(DATA begins)

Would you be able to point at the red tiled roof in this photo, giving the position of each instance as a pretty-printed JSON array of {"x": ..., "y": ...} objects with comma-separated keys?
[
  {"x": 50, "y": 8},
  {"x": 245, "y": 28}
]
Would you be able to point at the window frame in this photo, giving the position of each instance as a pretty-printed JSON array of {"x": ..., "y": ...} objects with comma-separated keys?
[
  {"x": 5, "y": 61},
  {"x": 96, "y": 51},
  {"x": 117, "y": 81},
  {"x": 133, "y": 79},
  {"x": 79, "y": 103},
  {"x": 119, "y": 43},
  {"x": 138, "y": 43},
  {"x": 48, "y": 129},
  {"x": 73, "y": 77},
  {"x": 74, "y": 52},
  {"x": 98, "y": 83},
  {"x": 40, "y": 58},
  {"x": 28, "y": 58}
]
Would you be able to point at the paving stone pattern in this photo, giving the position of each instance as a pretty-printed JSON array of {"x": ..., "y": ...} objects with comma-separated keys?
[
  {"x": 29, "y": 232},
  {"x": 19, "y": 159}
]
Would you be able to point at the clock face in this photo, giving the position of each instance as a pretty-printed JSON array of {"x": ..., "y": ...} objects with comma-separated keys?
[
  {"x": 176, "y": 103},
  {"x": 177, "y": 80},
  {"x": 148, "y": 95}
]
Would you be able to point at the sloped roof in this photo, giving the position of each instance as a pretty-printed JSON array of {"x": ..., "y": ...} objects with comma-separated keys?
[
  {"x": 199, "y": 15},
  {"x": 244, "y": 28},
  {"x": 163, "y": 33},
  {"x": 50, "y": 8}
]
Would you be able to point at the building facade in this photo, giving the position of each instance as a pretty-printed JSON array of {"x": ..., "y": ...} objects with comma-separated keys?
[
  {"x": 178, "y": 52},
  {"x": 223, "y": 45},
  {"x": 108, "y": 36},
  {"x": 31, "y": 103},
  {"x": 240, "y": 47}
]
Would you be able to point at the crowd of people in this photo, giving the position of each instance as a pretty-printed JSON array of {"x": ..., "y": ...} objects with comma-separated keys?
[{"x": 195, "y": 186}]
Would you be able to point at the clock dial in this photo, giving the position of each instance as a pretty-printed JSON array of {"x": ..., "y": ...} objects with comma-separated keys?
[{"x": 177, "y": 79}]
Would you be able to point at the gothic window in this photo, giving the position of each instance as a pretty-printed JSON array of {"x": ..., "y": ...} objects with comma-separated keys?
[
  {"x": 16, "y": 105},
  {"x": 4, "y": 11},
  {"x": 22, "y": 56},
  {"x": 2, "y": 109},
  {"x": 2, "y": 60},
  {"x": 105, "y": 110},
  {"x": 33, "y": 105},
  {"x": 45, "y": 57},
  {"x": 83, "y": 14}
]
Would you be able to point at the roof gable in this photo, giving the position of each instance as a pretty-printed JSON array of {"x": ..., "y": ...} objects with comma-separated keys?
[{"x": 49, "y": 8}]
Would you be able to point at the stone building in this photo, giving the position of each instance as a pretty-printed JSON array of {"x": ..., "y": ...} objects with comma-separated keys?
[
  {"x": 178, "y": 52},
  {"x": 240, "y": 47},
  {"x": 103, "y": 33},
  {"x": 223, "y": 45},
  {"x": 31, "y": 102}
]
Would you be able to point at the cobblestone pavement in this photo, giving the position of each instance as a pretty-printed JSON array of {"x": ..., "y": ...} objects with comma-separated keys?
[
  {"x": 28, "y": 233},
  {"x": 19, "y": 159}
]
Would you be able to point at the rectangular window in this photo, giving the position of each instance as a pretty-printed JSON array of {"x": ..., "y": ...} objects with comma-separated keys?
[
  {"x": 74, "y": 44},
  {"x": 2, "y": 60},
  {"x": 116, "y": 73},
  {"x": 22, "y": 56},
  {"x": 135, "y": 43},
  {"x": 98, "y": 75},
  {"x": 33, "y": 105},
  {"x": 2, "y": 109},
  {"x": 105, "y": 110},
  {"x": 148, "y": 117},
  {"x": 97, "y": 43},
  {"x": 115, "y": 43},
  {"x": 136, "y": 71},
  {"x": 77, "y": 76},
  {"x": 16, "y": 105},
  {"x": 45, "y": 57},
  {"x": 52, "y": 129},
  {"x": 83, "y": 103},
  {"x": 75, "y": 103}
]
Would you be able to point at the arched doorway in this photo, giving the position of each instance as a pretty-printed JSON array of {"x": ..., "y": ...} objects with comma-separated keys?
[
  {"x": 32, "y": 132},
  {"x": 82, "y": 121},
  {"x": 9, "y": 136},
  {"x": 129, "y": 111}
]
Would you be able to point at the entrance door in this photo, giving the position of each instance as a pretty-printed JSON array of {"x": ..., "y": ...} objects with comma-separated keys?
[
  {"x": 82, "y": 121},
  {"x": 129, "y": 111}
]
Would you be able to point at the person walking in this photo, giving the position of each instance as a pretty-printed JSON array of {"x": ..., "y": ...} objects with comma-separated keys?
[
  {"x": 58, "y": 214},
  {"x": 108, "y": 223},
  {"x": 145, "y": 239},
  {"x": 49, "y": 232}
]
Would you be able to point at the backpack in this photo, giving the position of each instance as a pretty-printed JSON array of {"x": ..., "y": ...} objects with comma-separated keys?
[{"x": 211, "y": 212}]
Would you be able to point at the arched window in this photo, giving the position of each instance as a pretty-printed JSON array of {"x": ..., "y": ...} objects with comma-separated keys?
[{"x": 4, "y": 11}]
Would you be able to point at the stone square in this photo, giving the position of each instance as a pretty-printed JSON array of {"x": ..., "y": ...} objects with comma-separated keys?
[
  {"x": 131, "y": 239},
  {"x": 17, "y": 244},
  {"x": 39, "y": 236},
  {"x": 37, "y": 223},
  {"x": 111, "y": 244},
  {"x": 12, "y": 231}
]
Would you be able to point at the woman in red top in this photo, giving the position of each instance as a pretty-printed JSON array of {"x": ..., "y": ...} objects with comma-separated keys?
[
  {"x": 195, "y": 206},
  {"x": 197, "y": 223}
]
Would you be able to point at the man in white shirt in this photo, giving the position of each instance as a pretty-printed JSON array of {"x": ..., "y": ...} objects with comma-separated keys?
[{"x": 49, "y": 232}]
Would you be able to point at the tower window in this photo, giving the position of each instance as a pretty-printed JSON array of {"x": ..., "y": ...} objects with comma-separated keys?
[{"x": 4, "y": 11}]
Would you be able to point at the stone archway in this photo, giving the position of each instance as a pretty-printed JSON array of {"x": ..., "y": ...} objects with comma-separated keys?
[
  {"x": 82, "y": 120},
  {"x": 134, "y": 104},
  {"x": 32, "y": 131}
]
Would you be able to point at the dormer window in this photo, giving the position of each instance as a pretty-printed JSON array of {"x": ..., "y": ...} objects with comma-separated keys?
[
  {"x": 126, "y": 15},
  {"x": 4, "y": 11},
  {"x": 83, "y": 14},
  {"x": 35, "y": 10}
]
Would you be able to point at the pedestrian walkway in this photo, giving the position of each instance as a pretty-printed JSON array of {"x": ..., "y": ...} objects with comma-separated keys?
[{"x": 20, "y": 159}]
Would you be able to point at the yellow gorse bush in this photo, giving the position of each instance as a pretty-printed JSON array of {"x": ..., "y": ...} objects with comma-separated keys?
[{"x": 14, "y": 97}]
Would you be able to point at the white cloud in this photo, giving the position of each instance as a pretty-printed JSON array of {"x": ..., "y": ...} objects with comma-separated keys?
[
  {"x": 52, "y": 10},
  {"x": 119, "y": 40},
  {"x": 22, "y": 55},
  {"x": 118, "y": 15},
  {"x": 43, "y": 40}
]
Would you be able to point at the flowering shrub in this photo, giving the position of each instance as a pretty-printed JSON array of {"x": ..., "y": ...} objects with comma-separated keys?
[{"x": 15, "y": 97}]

(DATA ends)

EXERCISE INSTRUCTIONS:
An exact copy of every record is required here.

SOLUTION:
Would you be able to point at the red tiled roof in this photo, giving the position of each instance as a pretty-printed JSON array of {"x": ..., "y": ...} objects with comma-separated keys?
[
  {"x": 50, "y": 8},
  {"x": 245, "y": 28}
]
Would you be able to point at the window frame in this photo, giving the position of each instance as a pretty-printed JSON array of {"x": ..., "y": ...} objects with comma-separated keys?
[
  {"x": 5, "y": 61},
  {"x": 96, "y": 51},
  {"x": 117, "y": 81},
  {"x": 133, "y": 79},
  {"x": 79, "y": 103},
  {"x": 119, "y": 43},
  {"x": 138, "y": 43},
  {"x": 48, "y": 129},
  {"x": 73, "y": 77},
  {"x": 74, "y": 52},
  {"x": 98, "y": 83},
  {"x": 40, "y": 58},
  {"x": 28, "y": 58}
]
Would you be able to point at the paving stone pattern in this photo, giving the position of each instance as a pretty-printed JSON array of {"x": ..., "y": ...} objects with comma-separated keys?
[
  {"x": 29, "y": 232},
  {"x": 19, "y": 159}
]
Would you be able to point at the clock face in this photo, giving the position of each instance as a pretty-printed JSON array of {"x": ..., "y": ...} objects with comma-separated keys?
[
  {"x": 176, "y": 103},
  {"x": 177, "y": 80},
  {"x": 148, "y": 95}
]
Would you be able to point at the sloped roof in this photo, giving the position of each instance as a pretty-printed JSON array of {"x": ..., "y": ...} objects with comma-separated keys?
[
  {"x": 199, "y": 15},
  {"x": 244, "y": 28},
  {"x": 163, "y": 33},
  {"x": 50, "y": 8}
]
Would you be able to point at the building facade in this photo, giving the position of each instance as a pretty-printed JSON array of {"x": ..., "y": ...} objects with comma-separated keys?
[
  {"x": 178, "y": 52},
  {"x": 223, "y": 45},
  {"x": 108, "y": 36},
  {"x": 31, "y": 103},
  {"x": 240, "y": 47}
]
Would you be able to point at the crowd of people in this photo, giving the position of each instance as a pretty-printed JSON array of {"x": ..., "y": ...} objects with comma-separated keys?
[{"x": 195, "y": 186}]
Would you be able to point at the clock dial in this photo, giving the position of each instance as a pretty-printed JSON array of {"x": ..., "y": ...} objects with comma-separated keys?
[{"x": 177, "y": 79}]
Would you be able to point at the gothic window in this photo, giving the position of each instance as a pretty-printed JSON array of {"x": ..., "y": ...} objects with comma-separated keys?
[
  {"x": 16, "y": 105},
  {"x": 4, "y": 11},
  {"x": 22, "y": 56},
  {"x": 2, "y": 109},
  {"x": 2, "y": 60},
  {"x": 105, "y": 110},
  {"x": 33, "y": 105},
  {"x": 45, "y": 57},
  {"x": 83, "y": 14}
]
Would you be able to point at the roof gable in this photo, giving the position of each instance as a pretty-printed JSON array of {"x": ..., "y": ...} objects with comma-separated keys?
[{"x": 49, "y": 8}]
Would you be able to point at the stone building in this photo, giving the position of each instance as a pretty-printed JSON array of {"x": ..., "y": ...} objects with comma-separated keys?
[
  {"x": 178, "y": 52},
  {"x": 240, "y": 47},
  {"x": 103, "y": 33},
  {"x": 223, "y": 45},
  {"x": 31, "y": 102}
]
Would you be able to point at the cobblestone pavement in this photo, giving the position of each instance as a pretty-printed JSON array of {"x": ..., "y": ...} objects with comma-separated keys?
[
  {"x": 28, "y": 233},
  {"x": 19, "y": 159}
]
Would you be able to point at the rectangular window in this photo, giving the position of each instance as a pretty-printed JSON array of {"x": ..., "y": ...} objects with comma-separated keys?
[
  {"x": 74, "y": 44},
  {"x": 2, "y": 60},
  {"x": 116, "y": 73},
  {"x": 22, "y": 56},
  {"x": 135, "y": 43},
  {"x": 98, "y": 75},
  {"x": 33, "y": 105},
  {"x": 2, "y": 109},
  {"x": 105, "y": 110},
  {"x": 148, "y": 117},
  {"x": 97, "y": 43},
  {"x": 115, "y": 43},
  {"x": 136, "y": 71},
  {"x": 77, "y": 76},
  {"x": 16, "y": 105},
  {"x": 45, "y": 57},
  {"x": 52, "y": 129},
  {"x": 83, "y": 103},
  {"x": 75, "y": 103}
]
Would you be able to point at the arched doorway in this photo, giving the position of each instance as a pretty-printed JSON array of {"x": ..., "y": ...} objects with comma-separated keys?
[
  {"x": 32, "y": 132},
  {"x": 82, "y": 121},
  {"x": 9, "y": 136},
  {"x": 129, "y": 111}
]
Would you be able to point at the entrance door in this photo, giving the position of each instance as a pretty-printed JSON array of {"x": ..., "y": ...} objects with comma-separated keys?
[
  {"x": 82, "y": 121},
  {"x": 129, "y": 111}
]
Would you be able to point at the person walking in this photo, giving the position of each instance as a pretty-printed JSON array of {"x": ..., "y": ...} objects with comma-separated keys?
[
  {"x": 58, "y": 214},
  {"x": 108, "y": 223},
  {"x": 145, "y": 239},
  {"x": 49, "y": 232}
]
Would you be able to point at the backpack in this photo, giving the position of each instance as a pretty-printed JSON array of {"x": ..., "y": ...} objects with comma-separated keys?
[{"x": 211, "y": 212}]
Would you be able to point at the arched window in this photo, giving the position of each instance as a pretty-printed JSON array of {"x": ..., "y": ...} objects with comma-separated keys?
[{"x": 4, "y": 11}]
Would you be able to point at the stone square in this photo, giving the position of each instance as a pretty-printed JSON array of {"x": ..., "y": ...} objects with comma-separated keys?
[
  {"x": 131, "y": 239},
  {"x": 17, "y": 244},
  {"x": 39, "y": 236},
  {"x": 37, "y": 223},
  {"x": 111, "y": 244},
  {"x": 12, "y": 231}
]
Would you be able to point at the woman in red top in this photo, giving the position of each instance as a pretty-printed JSON array of {"x": ..., "y": ...} objects with comma-separated keys?
[
  {"x": 195, "y": 206},
  {"x": 197, "y": 223}
]
Would you be able to point at the man in white shirt in this photo, giving the position of each instance as a pretty-printed JSON array of {"x": ..., "y": ...} objects with comma-separated keys?
[{"x": 49, "y": 232}]
Would you be able to point at the tower window in this photo, giving the position of each instance as a pretty-printed JSON array of {"x": ..., "y": ...} objects with comma-separated keys?
[{"x": 4, "y": 11}]
Would you be able to point at the stone archway in this photo, giving the position of each instance as a pretty-printed JSON array of {"x": ..., "y": ...} objects with comma-separated keys?
[
  {"x": 82, "y": 120},
  {"x": 134, "y": 104},
  {"x": 32, "y": 131}
]
Would you be able to point at the dormer window in this photo, giving the position of each instance as a pretty-printed JSON array of {"x": ..., "y": ...} objects with comma-separated keys?
[
  {"x": 126, "y": 15},
  {"x": 4, "y": 11},
  {"x": 83, "y": 14},
  {"x": 35, "y": 10}
]
Would you be able to point at the pedestrian walkway in this photo, giving the position of each instance as a pretty-printed JSON array of {"x": ..., "y": ...} objects with comma-separated keys?
[{"x": 20, "y": 159}]
Would you be able to point at the yellow gorse bush in this photo, giving the position of each instance as a pretty-printed JSON array of {"x": ..., "y": ...} objects with comma-separated keys?
[{"x": 14, "y": 97}]
Would you be able to point at the white cloud in this photo, giving the position of each instance as a pretty-printed JSON array of {"x": ..., "y": ...} objects with comma-separated keys?
[
  {"x": 52, "y": 10},
  {"x": 119, "y": 40},
  {"x": 22, "y": 55},
  {"x": 118, "y": 15},
  {"x": 43, "y": 40}
]
Would you be able to point at the flowering shrub in this photo, giving the position of each instance as a pretty-printed JSON array of {"x": ..., "y": ...} objects with comma-separated keys?
[{"x": 15, "y": 97}]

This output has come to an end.